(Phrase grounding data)
################

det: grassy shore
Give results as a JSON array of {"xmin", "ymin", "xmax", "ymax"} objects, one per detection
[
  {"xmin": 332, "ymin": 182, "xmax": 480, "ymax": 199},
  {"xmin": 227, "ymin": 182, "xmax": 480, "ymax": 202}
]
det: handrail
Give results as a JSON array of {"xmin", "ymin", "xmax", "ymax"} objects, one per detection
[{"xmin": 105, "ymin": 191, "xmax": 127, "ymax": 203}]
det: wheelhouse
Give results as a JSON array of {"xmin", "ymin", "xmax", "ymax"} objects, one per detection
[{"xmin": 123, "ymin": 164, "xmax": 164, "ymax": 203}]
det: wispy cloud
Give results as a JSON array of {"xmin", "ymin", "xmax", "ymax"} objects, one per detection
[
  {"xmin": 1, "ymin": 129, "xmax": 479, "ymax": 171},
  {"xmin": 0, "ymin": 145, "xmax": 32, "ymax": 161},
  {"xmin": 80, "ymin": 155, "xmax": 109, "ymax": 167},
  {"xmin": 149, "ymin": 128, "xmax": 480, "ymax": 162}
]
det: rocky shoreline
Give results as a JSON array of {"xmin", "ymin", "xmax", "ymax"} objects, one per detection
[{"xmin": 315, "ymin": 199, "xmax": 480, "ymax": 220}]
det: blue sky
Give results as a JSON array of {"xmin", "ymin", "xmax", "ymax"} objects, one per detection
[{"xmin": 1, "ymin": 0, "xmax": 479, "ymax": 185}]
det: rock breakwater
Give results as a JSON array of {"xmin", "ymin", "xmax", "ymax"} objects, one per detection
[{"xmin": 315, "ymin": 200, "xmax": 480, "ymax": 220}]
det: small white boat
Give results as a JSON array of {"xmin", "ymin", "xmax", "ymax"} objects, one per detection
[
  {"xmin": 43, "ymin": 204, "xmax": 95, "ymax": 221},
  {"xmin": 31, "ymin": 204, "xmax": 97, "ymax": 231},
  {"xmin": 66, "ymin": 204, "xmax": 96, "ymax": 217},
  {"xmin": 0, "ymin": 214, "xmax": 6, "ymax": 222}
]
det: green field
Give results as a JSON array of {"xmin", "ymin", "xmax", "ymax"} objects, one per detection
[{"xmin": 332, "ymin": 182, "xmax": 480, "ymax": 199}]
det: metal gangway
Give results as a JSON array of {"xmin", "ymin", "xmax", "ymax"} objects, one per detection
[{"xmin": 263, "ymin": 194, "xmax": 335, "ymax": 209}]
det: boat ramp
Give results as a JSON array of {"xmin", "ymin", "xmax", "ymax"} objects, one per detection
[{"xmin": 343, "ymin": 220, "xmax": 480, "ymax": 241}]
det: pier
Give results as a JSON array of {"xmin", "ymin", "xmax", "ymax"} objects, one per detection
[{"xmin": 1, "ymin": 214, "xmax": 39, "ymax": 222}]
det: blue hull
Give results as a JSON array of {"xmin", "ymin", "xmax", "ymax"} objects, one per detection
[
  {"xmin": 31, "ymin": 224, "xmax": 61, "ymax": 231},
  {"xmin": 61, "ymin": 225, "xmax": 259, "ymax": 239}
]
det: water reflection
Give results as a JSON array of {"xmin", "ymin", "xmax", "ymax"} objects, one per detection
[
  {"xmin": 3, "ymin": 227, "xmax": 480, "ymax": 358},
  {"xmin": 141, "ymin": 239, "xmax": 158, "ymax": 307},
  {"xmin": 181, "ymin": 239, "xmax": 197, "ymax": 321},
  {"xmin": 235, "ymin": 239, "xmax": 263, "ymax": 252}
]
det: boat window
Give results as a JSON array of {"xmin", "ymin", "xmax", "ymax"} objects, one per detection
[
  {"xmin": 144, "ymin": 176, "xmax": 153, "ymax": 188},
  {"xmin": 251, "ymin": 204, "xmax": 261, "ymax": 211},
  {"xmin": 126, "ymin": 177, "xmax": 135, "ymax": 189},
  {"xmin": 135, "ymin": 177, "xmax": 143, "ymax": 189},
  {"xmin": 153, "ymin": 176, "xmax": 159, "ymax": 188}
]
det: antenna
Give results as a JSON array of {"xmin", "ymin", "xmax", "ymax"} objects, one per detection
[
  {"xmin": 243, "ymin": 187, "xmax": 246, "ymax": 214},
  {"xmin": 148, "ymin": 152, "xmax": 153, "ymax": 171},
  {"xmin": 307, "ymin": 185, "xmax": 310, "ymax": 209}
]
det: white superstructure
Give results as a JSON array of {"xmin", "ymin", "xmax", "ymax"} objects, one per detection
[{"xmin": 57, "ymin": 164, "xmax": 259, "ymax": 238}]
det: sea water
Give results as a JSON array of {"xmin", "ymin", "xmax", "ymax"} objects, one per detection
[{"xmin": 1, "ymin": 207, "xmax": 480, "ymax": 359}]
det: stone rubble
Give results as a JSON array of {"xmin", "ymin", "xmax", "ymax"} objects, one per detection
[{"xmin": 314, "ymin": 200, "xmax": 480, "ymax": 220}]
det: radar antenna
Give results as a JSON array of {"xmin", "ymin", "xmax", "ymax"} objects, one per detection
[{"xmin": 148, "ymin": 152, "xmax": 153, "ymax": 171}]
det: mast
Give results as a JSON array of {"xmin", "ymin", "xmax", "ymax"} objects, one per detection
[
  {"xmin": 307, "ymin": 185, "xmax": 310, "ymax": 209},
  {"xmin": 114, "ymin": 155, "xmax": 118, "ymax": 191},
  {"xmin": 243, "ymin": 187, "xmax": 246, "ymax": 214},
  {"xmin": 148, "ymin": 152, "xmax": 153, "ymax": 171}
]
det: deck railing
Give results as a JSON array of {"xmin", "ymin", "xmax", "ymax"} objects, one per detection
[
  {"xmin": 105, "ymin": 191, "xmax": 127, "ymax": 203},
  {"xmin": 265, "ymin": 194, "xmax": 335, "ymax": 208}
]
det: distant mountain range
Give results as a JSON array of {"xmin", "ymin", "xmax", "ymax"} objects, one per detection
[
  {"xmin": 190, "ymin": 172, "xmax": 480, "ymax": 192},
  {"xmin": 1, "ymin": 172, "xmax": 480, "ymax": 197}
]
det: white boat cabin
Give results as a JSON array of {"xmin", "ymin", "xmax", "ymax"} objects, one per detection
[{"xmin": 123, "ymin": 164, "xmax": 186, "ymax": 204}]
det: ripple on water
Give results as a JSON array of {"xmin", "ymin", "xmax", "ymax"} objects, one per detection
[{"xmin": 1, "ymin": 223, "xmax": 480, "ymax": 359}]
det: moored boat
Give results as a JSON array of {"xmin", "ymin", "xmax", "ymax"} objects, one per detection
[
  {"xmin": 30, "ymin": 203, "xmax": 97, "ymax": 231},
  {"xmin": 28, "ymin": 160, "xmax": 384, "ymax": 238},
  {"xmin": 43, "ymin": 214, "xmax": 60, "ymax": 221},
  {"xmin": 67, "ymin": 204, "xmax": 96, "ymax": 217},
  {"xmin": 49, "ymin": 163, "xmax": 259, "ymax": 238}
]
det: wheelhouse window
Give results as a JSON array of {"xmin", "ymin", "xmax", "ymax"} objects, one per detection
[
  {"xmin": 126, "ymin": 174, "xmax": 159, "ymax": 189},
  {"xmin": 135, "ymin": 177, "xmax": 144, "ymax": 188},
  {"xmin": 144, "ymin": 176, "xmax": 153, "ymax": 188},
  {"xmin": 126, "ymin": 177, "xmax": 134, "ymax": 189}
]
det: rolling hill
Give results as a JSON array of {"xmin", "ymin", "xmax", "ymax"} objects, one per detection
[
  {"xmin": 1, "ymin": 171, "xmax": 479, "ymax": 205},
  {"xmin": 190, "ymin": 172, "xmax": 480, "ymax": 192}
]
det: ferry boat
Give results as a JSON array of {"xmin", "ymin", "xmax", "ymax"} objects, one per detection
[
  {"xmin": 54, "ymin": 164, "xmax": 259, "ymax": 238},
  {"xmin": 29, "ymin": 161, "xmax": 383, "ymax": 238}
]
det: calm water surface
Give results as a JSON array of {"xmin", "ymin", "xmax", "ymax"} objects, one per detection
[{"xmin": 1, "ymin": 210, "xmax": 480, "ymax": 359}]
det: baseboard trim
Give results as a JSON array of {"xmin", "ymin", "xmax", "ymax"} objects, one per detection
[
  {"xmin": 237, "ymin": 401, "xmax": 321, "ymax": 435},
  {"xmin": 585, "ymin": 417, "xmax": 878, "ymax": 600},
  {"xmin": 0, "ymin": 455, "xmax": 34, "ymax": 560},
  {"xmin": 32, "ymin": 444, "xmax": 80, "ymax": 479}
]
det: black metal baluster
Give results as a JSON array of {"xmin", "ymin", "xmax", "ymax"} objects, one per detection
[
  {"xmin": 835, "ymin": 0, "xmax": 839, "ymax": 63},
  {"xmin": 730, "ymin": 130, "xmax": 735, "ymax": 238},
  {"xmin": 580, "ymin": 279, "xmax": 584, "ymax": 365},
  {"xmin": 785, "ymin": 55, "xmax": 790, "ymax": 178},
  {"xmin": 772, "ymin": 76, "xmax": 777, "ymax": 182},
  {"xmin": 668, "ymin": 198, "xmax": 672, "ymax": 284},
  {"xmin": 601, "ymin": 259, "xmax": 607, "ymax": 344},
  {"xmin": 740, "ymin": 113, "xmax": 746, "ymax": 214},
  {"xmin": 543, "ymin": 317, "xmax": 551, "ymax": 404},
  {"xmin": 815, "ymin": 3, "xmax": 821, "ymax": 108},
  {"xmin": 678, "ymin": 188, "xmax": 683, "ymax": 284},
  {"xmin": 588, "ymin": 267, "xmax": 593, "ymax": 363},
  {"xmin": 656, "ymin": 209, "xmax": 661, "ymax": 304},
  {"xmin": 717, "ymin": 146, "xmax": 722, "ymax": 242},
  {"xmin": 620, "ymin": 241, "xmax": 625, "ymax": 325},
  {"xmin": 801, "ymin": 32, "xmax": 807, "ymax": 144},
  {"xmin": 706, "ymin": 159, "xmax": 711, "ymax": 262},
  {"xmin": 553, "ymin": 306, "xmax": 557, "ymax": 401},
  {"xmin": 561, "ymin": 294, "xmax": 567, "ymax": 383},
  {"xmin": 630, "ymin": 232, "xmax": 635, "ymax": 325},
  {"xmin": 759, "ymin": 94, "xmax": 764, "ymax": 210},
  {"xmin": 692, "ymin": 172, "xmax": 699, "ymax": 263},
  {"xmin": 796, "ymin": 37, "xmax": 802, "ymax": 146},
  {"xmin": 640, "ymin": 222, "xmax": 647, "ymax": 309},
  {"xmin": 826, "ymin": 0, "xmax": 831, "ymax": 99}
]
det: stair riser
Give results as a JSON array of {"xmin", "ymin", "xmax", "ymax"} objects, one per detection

################

▸ **Problem to work on**:
Every line above from the line with "det: ripple on water" to the line with "det: black metal baluster", inclusive, must be returned exactly; no other line belongs in the reply.

▸ **Response to this task**:
det: ripple on water
Give results as a JSON array of {"xmin", "ymin", "xmax", "ymax"} objects, one per detection
[{"xmin": 1, "ymin": 223, "xmax": 480, "ymax": 359}]
det: moored boat
Give results as a JSON array of {"xmin", "ymin", "xmax", "ymax"} objects, one per detection
[
  {"xmin": 30, "ymin": 203, "xmax": 97, "ymax": 231},
  {"xmin": 28, "ymin": 160, "xmax": 384, "ymax": 238},
  {"xmin": 43, "ymin": 214, "xmax": 60, "ymax": 221},
  {"xmin": 67, "ymin": 204, "xmax": 96, "ymax": 217},
  {"xmin": 49, "ymin": 163, "xmax": 259, "ymax": 238}
]
det: wheelhouse window
Give results as a JSON array of {"xmin", "ymin", "xmax", "ymax"} objects, one per detection
[
  {"xmin": 126, "ymin": 174, "xmax": 159, "ymax": 189},
  {"xmin": 135, "ymin": 177, "xmax": 144, "ymax": 188},
  {"xmin": 144, "ymin": 176, "xmax": 153, "ymax": 188},
  {"xmin": 126, "ymin": 177, "xmax": 134, "ymax": 189}
]
det: rolling hill
Give results as a JSON array of {"xmin", "ymin", "xmax", "ymax"} objects, one per detection
[
  {"xmin": 1, "ymin": 171, "xmax": 479, "ymax": 205},
  {"xmin": 190, "ymin": 172, "xmax": 480, "ymax": 192}
]
det: ferry boat
Give results as a JSON array of {"xmin", "ymin", "xmax", "ymax"} objects, one per detection
[
  {"xmin": 54, "ymin": 164, "xmax": 259, "ymax": 238},
  {"xmin": 29, "ymin": 161, "xmax": 383, "ymax": 238}
]
det: calm water surface
Give results as a JSON array of {"xmin", "ymin", "xmax", "ymax"} objects, one per detection
[{"xmin": 1, "ymin": 210, "xmax": 480, "ymax": 359}]
det: baseboard trim
Give results as a JSON array of {"xmin", "ymin", "xmax", "ymax"} objects, one per detection
[
  {"xmin": 237, "ymin": 401, "xmax": 321, "ymax": 435},
  {"xmin": 585, "ymin": 417, "xmax": 878, "ymax": 600},
  {"xmin": 0, "ymin": 455, "xmax": 34, "ymax": 560},
  {"xmin": 32, "ymin": 444, "xmax": 80, "ymax": 479}
]
det: black metal baluster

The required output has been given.